[Records of labeled points]
------
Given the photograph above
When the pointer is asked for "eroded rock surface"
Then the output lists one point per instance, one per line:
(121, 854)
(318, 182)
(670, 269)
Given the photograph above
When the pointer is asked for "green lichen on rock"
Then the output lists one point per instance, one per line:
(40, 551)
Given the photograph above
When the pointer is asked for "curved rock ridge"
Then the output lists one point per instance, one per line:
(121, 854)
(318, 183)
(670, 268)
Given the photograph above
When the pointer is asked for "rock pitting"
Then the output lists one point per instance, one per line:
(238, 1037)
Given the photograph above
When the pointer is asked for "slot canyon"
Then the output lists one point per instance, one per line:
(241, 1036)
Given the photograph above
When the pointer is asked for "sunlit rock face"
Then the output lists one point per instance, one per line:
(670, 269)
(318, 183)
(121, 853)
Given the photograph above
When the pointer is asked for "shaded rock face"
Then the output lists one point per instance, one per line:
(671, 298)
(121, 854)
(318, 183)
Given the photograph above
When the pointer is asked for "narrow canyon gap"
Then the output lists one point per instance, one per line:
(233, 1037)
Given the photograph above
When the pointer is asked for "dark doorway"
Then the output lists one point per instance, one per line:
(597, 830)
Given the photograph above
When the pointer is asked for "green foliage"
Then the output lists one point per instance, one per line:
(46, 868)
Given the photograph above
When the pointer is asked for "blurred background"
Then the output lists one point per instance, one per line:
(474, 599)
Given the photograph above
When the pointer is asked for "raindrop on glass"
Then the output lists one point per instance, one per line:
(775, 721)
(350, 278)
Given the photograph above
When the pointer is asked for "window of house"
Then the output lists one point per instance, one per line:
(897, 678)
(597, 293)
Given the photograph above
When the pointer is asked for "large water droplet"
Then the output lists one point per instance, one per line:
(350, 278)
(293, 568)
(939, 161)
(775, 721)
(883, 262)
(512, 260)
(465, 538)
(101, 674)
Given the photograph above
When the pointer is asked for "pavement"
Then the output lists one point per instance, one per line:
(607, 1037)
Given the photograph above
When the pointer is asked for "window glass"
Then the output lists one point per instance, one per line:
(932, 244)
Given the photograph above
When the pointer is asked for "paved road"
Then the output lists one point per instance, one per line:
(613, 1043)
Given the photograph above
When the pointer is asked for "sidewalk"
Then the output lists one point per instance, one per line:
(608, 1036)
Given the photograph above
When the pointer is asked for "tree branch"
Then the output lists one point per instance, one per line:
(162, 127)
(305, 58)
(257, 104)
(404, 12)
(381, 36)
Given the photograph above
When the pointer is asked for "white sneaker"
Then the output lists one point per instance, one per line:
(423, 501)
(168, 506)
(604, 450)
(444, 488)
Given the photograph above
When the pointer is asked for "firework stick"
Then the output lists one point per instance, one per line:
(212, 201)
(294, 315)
------
WHAT IS EXPECTED: Extract every entry in the listing word for word.

RESULT OF THIS TASK:
Given the photograph above
When the pointer is asked for "eroded rock surface"
Then the output lists one point per instance, one per line:
(121, 854)
(318, 182)
(670, 269)
Given the photograph above
When the pointer is asked for "green lichen on rock"
Then the output lists one point per instance, one per line:
(40, 551)
Given the photograph above
When the pointer is asked for "curved rock ridge"
Then the output lists one point per instance, one per line:
(121, 854)
(318, 183)
(670, 268)
Given the photograph above
When the pointer is asked for "rock pitting"
Then the output lists one point per instance, one per line:
(238, 1037)
Given the photograph above
When the pointer is asked for "slot canyon"
Then the output lists one point per instance, one per line:
(241, 1036)
Given the photograph above
When the pointer is asked for "sunlit rock face"
Then the output lists one point per instance, one per line:
(670, 269)
(318, 183)
(121, 853)
Given the photograph above
When the pointer is asked for "shaded rock face"
Then the output lists one point per instance, one per line:
(671, 298)
(121, 854)
(318, 183)
Given the photograph above
When the pointer is asked for "narrow canyon gap"
Then the output lists one point per instance, one per line:
(233, 1037)
Given the photograph above
When the pointer is asked for "dark doorway"
Then the output lists one point per instance, one per line:
(597, 830)
Given the photograph above
When the pointer is asked for "green foliage"
Then the output lists one point per instance, one per line:
(46, 868)
Given the photograph above
When the pointer is asked for "blurred background"
Then the output lists one point per instance, one per line:
(474, 599)
Given the photograph above
When the pointer is asked for "raindrop on glass"
Then the output lists one point per instance, one per line:
(775, 721)
(350, 278)
Given the photograph above
When the pointer is asked for "window of house"
Then the output lists one point per instance, one per line:
(897, 678)
(597, 293)
Given the photograph above
When the pointer is asked for "large water droplet"
Then the output lists one point per instance, one per line:
(350, 278)
(293, 568)
(939, 161)
(775, 721)
(883, 262)
(512, 260)
(465, 538)
(101, 674)
Given the photograph above
When the pointer is asked for "pavement"
Then the output lists one point per instance, one per line:
(607, 1037)
Given the photograph above
When the pointer is asked for "window glass"
Then the output lists one point per instance, one per line:
(932, 244)
Given the photograph above
When the pointer is asked for "paved road"
Then the output lists one point per instance, one per line:
(613, 1043)
Given the photograph above
When the pointer is asked for "sidewalk"
Then the output lists one point per instance, one per line:
(608, 1036)
Given the photograph above
When the pointer is asked for "tree branch"
Then the output lists one point per instance, one per line:
(162, 127)
(305, 58)
(257, 104)
(404, 12)
(381, 36)
Given the photograph above
When the pointer is asked for "white sneaker"
Then the output lists one point per instance, one per line:
(423, 501)
(168, 506)
(604, 450)
(444, 488)
Given the photograph above
When the pointer is asked for "firework stick"
Then the output lists one point per instance, one per line:
(212, 201)
(294, 315)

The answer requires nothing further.